* EXERCISE GOAL
Which lines below contain the word "woman"? Copy each one.

- - - -

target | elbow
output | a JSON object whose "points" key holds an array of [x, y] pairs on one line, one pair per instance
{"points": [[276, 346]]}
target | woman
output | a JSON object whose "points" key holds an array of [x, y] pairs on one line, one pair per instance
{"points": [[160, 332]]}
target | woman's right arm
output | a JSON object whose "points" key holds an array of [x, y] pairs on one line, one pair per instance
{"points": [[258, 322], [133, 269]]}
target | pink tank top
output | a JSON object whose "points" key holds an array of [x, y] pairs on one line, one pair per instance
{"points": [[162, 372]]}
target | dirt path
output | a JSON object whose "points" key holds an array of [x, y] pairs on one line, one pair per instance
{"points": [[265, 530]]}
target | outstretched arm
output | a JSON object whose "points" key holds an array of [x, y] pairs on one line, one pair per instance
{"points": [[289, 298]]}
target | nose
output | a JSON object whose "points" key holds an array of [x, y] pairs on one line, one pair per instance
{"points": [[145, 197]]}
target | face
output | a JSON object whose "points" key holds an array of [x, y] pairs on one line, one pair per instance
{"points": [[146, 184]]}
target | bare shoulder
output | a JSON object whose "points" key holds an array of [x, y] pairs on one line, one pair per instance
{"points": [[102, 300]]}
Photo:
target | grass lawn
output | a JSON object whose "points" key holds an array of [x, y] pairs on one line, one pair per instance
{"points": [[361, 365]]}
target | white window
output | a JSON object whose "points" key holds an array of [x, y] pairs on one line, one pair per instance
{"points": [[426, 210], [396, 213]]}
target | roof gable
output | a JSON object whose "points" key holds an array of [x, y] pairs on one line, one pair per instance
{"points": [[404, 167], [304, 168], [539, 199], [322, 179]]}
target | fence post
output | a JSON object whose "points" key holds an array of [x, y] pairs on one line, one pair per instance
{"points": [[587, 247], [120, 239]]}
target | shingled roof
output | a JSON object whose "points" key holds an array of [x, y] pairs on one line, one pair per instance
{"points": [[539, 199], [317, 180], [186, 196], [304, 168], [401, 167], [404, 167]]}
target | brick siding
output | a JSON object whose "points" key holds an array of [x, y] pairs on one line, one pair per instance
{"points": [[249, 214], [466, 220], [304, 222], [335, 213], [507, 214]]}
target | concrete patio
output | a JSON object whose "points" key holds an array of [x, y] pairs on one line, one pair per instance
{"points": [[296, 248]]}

- - - -

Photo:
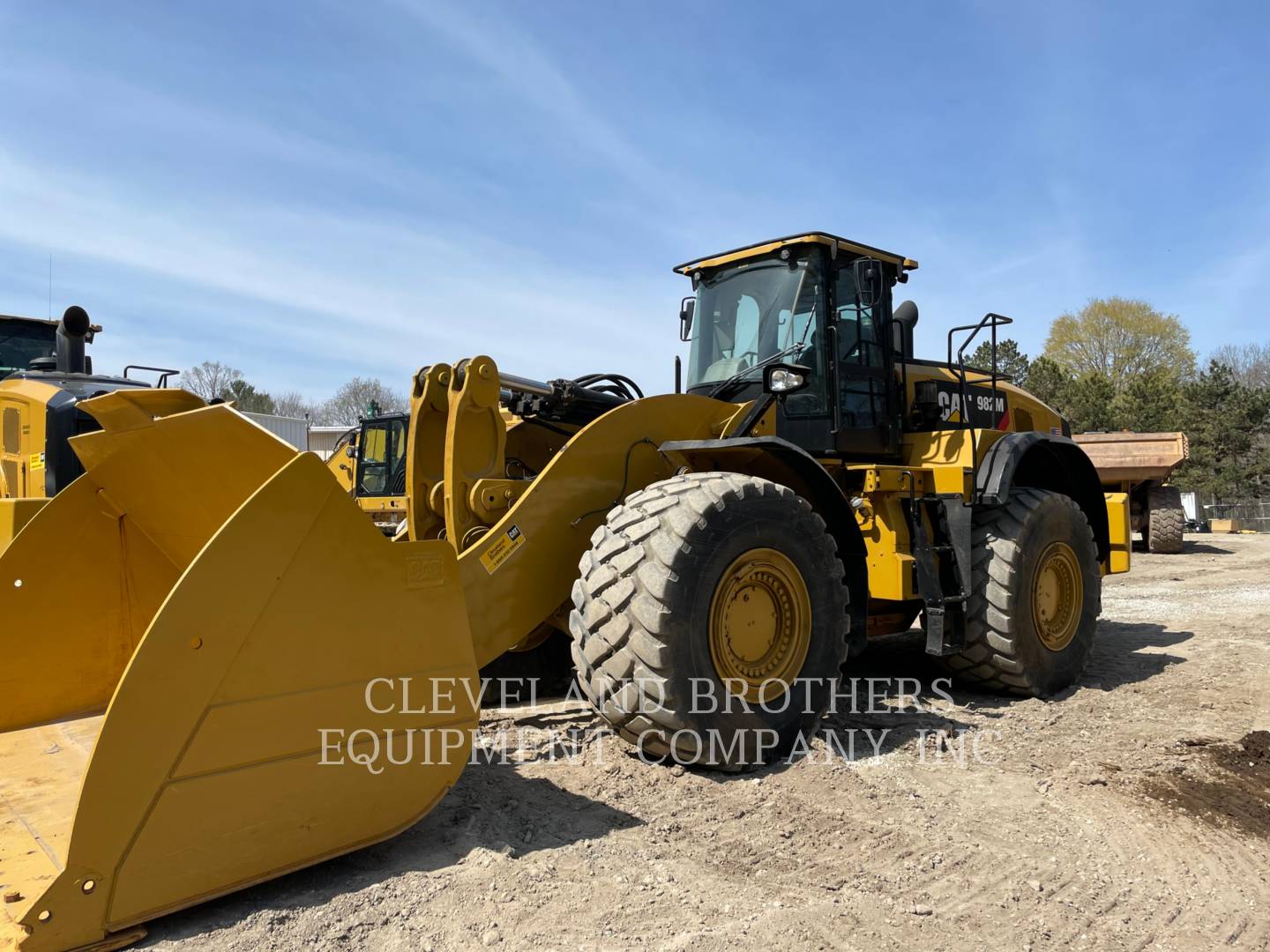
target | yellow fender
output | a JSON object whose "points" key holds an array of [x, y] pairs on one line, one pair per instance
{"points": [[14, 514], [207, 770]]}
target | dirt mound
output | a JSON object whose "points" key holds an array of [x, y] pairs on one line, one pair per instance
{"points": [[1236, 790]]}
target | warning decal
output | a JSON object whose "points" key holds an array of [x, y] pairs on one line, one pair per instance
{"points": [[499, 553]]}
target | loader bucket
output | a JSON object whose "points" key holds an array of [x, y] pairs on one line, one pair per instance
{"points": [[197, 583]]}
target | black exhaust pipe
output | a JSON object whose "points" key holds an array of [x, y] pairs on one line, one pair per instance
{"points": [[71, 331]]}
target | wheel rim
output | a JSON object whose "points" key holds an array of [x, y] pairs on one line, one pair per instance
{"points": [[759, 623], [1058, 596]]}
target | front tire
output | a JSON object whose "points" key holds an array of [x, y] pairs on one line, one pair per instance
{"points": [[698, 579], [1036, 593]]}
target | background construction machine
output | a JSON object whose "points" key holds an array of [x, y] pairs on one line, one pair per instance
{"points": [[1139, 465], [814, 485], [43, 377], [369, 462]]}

- - - -

* OUTPUT FOR THIS TASK
target | woman
target | woman's right arm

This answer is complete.